The indemnification provided by this Deed shall not be deemed exclusive of any rights to which an Indemnitee may be entitled under the Articles of Association, any agreement, any vote of the members of the Company, any vote of the members or shareholders of Seagate plc or any relevant Subsidiary, the Companies Law, or otherwise, both as to action in Indemnitee’s official capacity and as to action in another capacity while holding such office.  The indemnification provided under this Deed shall continue as to Indemnitee for any action taken or not taken while serving in an indemnified capacity even though he may have ceased to serve in such capacity at the time of any action, suit or other covered proceeding.

 

5

Partial Indemnification

 

If any Indemnitee is entitled under any provision of this Deed to indemnification by the Company for some or a portion of the expenses, judgments, fines or penalties actually or reasonably incurred by him in the investigation, defense, appeal or settlement of any civil or criminal action, suit or proceeding, but not, however, for the total amount thereof, the Company shall nevertheless indemnify Indemnitee for the portion of such expenses, judgments, fines or penalties to which Indemnitee is entitled.

**RECORDS**
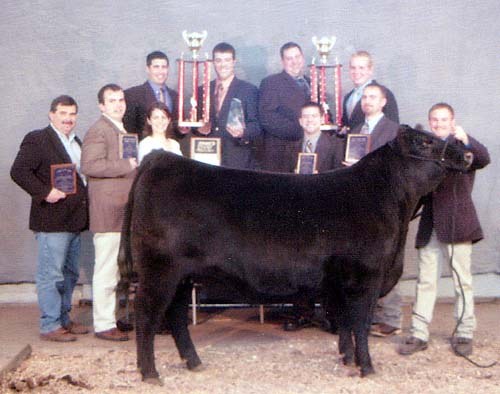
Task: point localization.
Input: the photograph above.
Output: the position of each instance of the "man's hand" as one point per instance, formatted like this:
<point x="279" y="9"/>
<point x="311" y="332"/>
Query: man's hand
<point x="55" y="195"/>
<point x="459" y="133"/>
<point x="236" y="132"/>
<point x="205" y="129"/>
<point x="133" y="162"/>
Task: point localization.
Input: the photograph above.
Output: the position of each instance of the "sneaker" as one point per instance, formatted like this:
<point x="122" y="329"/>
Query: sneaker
<point x="384" y="330"/>
<point x="59" y="335"/>
<point x="461" y="346"/>
<point x="411" y="345"/>
<point x="76" y="328"/>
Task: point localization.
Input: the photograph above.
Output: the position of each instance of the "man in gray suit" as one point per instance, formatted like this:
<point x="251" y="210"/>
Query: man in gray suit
<point x="110" y="178"/>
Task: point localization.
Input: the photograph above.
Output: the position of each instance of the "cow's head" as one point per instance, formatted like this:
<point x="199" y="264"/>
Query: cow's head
<point x="423" y="145"/>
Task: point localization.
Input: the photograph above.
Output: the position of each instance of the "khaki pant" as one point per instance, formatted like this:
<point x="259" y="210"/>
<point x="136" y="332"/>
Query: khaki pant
<point x="431" y="258"/>
<point x="105" y="279"/>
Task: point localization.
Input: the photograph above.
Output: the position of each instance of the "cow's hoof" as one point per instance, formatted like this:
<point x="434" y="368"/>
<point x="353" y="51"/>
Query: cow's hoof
<point x="367" y="371"/>
<point x="196" y="366"/>
<point x="154" y="381"/>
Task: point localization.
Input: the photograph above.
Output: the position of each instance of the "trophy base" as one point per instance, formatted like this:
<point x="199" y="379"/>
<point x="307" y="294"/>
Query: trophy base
<point x="190" y="124"/>
<point x="329" y="127"/>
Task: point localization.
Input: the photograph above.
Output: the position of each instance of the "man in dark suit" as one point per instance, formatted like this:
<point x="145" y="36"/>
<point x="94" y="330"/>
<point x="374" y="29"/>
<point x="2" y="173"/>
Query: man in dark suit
<point x="448" y="227"/>
<point x="361" y="73"/>
<point x="281" y="98"/>
<point x="387" y="317"/>
<point x="226" y="90"/>
<point x="329" y="149"/>
<point x="139" y="98"/>
<point x="56" y="217"/>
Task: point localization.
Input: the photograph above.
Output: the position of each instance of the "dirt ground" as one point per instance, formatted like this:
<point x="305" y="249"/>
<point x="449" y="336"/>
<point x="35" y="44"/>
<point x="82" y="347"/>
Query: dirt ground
<point x="242" y="356"/>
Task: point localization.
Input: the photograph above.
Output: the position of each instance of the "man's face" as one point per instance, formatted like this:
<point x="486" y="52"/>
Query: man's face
<point x="310" y="120"/>
<point x="372" y="101"/>
<point x="114" y="104"/>
<point x="293" y="62"/>
<point x="64" y="118"/>
<point x="224" y="65"/>
<point x="441" y="122"/>
<point x="360" y="70"/>
<point x="158" y="71"/>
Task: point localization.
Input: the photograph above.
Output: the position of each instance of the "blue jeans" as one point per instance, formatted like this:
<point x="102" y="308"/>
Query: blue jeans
<point x="56" y="277"/>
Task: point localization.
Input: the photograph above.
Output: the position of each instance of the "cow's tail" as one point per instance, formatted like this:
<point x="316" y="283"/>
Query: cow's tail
<point x="125" y="262"/>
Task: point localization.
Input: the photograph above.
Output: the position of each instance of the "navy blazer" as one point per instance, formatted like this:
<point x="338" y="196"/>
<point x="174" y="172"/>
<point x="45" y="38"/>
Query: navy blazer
<point x="328" y="148"/>
<point x="449" y="210"/>
<point x="384" y="131"/>
<point x="139" y="98"/>
<point x="358" y="117"/>
<point x="236" y="152"/>
<point x="31" y="171"/>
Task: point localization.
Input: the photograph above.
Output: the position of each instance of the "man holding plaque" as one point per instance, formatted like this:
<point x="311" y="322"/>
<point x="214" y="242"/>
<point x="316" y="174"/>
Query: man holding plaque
<point x="328" y="149"/>
<point x="110" y="179"/>
<point x="380" y="130"/>
<point x="281" y="98"/>
<point x="49" y="157"/>
<point x="361" y="74"/>
<point x="139" y="98"/>
<point x="233" y="111"/>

**CHALLENGES**
1. Please write out the deed excerpt starting with "The indemnification provided by" and going on through "other covered proceeding.".
2. Count the lines in the records that contain the string "pant", and reply with the number alone.
The deed excerpt and the records have no connection to each other.

**PROBLEM SOLUTIONS**
1.
The indemnification provided by this Deed shall not be deemed exclusive of any rights to which an Indemnitee may be entitled under the Articles of Association, any agreement, any vote of the members of the Company, any vote of the members or shareholders of Seagate plc or any relevant Subsidiary, the Companies Law, or otherwise, both as to action in Indemnitee’s official capacity and as to action in another capacity while holding such office.  The indemnification provided under this Deed shall continue as to Indemnitee for any action taken or not taken while serving in an indemnified capacity even though he may have ceased to serve in such capacity at the time of any action, suit or other covered proceeding.

2. 2